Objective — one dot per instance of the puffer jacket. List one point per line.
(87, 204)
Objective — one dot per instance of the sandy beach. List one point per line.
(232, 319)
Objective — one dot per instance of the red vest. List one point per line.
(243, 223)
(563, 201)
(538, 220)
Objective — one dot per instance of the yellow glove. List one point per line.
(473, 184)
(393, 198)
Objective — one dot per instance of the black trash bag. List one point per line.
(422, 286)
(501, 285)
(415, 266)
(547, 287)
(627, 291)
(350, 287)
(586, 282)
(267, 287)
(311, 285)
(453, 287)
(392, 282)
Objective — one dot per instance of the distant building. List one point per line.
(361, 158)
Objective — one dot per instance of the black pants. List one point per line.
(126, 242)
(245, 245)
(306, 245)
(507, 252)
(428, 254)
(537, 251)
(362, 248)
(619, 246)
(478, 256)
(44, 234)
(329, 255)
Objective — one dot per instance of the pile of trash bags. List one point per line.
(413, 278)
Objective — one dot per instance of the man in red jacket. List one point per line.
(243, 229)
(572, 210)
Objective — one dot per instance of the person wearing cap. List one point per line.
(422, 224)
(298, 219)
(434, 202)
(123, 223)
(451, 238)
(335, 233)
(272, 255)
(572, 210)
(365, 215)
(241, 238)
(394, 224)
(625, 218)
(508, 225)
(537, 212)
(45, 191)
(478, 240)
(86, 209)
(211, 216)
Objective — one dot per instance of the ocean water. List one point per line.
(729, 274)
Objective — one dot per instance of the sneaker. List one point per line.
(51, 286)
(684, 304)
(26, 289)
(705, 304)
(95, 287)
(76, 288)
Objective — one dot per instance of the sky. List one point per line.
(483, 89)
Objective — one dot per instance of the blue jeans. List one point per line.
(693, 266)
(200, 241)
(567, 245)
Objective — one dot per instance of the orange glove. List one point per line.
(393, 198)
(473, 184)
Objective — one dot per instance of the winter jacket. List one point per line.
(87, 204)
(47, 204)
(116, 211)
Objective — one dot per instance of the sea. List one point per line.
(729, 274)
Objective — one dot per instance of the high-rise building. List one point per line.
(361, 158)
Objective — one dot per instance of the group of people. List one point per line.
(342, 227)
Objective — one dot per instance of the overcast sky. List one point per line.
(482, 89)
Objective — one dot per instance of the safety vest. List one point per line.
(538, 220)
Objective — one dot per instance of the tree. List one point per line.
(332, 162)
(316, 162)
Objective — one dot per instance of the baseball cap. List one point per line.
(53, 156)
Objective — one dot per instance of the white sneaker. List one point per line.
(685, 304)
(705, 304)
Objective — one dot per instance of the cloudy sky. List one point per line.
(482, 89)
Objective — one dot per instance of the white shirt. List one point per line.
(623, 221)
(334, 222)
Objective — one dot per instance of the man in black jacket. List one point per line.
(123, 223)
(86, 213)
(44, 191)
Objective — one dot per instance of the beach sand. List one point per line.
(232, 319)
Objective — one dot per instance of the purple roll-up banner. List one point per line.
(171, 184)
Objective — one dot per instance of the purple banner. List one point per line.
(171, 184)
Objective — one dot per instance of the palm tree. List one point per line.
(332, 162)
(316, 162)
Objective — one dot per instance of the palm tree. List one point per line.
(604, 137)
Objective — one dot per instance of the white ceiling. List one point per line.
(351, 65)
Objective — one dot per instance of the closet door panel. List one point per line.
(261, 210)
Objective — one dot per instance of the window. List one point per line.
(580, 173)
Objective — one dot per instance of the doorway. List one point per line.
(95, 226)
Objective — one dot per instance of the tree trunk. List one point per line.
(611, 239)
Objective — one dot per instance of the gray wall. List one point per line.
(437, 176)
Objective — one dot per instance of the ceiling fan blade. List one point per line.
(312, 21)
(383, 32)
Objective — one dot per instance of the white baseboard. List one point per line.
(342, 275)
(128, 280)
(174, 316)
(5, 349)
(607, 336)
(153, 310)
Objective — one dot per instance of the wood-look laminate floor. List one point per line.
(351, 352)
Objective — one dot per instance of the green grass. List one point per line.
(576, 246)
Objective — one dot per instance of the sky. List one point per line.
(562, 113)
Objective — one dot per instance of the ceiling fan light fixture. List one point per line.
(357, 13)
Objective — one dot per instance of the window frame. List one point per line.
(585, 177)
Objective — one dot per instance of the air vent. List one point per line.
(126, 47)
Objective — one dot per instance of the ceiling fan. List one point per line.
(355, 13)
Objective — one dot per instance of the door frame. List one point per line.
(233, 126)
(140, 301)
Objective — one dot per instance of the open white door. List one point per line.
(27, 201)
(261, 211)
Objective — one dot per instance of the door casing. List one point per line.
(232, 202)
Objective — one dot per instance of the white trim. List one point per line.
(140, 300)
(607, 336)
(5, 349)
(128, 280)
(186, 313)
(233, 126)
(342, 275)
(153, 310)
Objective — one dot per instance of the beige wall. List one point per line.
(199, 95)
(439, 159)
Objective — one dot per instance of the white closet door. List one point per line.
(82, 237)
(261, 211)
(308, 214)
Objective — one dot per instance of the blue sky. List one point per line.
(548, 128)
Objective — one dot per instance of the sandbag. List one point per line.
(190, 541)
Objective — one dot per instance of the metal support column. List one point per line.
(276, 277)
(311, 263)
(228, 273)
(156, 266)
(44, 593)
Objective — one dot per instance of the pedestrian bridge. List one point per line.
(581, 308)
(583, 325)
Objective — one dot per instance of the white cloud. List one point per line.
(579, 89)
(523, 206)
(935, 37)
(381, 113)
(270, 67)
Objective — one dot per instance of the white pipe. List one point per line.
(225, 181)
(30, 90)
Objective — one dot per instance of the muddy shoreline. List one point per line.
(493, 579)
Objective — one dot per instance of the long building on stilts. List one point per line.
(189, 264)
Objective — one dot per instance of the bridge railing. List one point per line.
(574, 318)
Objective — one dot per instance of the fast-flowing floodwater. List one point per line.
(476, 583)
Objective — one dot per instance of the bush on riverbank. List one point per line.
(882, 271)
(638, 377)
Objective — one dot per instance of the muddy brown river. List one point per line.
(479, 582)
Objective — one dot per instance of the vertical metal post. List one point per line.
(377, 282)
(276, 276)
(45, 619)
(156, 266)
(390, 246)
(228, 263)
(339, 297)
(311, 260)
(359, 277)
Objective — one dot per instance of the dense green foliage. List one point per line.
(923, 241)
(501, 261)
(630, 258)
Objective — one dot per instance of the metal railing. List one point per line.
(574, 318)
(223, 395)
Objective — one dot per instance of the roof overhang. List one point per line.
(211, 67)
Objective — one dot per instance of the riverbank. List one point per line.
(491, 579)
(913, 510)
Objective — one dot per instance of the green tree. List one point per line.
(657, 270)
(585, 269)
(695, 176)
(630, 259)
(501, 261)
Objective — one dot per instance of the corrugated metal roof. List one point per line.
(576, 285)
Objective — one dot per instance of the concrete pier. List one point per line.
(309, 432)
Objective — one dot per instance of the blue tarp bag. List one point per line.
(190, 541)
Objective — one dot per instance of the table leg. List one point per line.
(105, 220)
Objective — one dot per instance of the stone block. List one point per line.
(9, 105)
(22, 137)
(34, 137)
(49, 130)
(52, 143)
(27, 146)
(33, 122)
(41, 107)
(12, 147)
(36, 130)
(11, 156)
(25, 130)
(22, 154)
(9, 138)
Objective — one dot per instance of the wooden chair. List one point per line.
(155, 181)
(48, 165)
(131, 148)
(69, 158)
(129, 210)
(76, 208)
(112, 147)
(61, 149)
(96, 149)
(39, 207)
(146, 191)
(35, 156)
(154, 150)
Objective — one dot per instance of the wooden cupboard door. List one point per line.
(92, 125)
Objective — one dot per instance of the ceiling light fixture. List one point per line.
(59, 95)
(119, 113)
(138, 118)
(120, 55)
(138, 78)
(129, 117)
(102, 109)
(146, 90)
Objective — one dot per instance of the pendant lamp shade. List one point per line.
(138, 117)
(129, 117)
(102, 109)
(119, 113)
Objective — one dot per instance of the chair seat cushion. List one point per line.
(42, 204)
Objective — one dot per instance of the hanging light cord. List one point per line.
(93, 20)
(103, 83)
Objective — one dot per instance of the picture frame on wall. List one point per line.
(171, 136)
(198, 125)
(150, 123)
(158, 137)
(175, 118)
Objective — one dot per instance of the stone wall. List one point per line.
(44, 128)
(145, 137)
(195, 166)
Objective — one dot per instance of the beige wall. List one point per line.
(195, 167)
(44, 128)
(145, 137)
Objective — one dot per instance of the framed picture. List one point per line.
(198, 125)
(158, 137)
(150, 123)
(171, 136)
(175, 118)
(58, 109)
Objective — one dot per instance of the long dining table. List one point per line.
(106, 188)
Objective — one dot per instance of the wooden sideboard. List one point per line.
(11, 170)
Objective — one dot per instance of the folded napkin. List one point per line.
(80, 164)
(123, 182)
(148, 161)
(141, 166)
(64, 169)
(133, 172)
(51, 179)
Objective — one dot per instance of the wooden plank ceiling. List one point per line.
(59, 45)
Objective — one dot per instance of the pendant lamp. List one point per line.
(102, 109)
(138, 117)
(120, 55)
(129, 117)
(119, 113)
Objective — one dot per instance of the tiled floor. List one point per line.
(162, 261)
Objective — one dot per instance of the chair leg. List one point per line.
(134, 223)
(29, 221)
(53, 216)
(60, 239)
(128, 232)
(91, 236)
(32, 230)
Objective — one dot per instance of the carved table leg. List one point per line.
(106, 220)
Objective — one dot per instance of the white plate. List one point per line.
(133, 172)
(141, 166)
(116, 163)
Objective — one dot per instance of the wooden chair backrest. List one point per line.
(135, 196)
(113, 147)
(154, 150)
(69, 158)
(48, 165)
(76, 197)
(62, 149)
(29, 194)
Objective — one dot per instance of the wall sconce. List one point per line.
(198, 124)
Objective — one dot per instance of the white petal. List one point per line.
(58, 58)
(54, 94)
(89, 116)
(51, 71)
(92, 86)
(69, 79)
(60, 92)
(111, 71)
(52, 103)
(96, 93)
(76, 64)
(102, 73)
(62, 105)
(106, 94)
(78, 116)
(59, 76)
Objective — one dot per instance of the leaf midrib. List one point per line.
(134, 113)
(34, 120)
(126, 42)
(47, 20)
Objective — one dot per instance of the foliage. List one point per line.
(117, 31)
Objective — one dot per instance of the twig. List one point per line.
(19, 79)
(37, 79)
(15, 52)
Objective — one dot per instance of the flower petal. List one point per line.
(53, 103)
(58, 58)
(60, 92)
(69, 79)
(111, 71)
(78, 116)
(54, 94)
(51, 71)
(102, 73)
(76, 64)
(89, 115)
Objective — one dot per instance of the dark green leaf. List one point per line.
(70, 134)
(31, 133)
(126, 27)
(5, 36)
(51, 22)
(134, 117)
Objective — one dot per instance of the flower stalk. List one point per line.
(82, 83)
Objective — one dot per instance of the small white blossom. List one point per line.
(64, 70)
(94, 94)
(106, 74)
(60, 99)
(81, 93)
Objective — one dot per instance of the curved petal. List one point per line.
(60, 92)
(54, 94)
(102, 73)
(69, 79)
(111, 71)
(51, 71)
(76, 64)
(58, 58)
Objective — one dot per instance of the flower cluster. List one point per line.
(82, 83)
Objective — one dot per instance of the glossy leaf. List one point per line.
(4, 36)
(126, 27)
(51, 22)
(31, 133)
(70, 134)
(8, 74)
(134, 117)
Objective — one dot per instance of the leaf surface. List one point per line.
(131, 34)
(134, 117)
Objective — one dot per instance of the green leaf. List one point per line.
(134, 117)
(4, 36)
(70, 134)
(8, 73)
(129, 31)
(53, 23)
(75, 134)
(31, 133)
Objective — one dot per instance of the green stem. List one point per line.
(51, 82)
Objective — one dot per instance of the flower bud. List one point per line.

## Work request
Repeat precisely, and with nothing added, every line from the one containing "Objective — one dot per instance of the curved" to the last line of the listing above.

## Solved problem
Objective — one dot per instance of the curved petal. List one point per line.
(60, 92)
(54, 94)
(102, 73)
(69, 79)
(111, 71)
(51, 71)
(76, 64)
(58, 58)
Objective — one dot per instance of the flower cluster. List one point per line.
(82, 83)
Objective — one dot per instance of the glossy leaf. List one point per line.
(4, 36)
(126, 27)
(51, 22)
(31, 133)
(70, 134)
(8, 74)
(134, 117)
Objective — one dot per instance of the leaf surface. List one point per line.
(131, 34)
(134, 117)
Objective — one dot per instance of the green leaf. List one point per line.
(134, 117)
(4, 36)
(70, 134)
(8, 73)
(129, 31)
(53, 23)
(75, 134)
(31, 133)
Objective — one dot per instance of the green stem. List one point per line.
(51, 82)
Objective — one dot per instance of the flower bud. List one point per line.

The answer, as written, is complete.